** Start of EXERCISE MATERIALS **

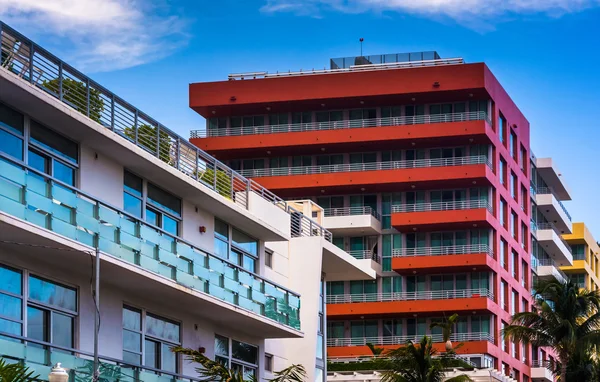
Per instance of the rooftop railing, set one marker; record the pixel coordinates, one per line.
(352, 68)
(33, 196)
(443, 206)
(352, 211)
(402, 340)
(443, 250)
(342, 124)
(80, 364)
(35, 65)
(369, 166)
(409, 296)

** End of EXERCISE MATERIALS **

▶ _EXERCISE DIRECTIONS_: Render every line of the records above as a Markdown table with the columns Row and Line, numbering each line in order. Skip blank lines and leave out the pictures.

▶ _FULL ANSWER_:
| Row | Line |
|---|---|
| 1 | Per instance of the rooftop railing, set one marker; record the pixel coordinates, one per line. |
| 2 | (352, 68) |
| 3 | (33, 196) |
| 4 | (443, 206) |
| 5 | (352, 211) |
| 6 | (402, 340) |
| 7 | (443, 250) |
| 8 | (342, 124) |
| 9 | (80, 364) |
| 10 | (35, 65) |
| 11 | (369, 166) |
| 12 | (409, 296) |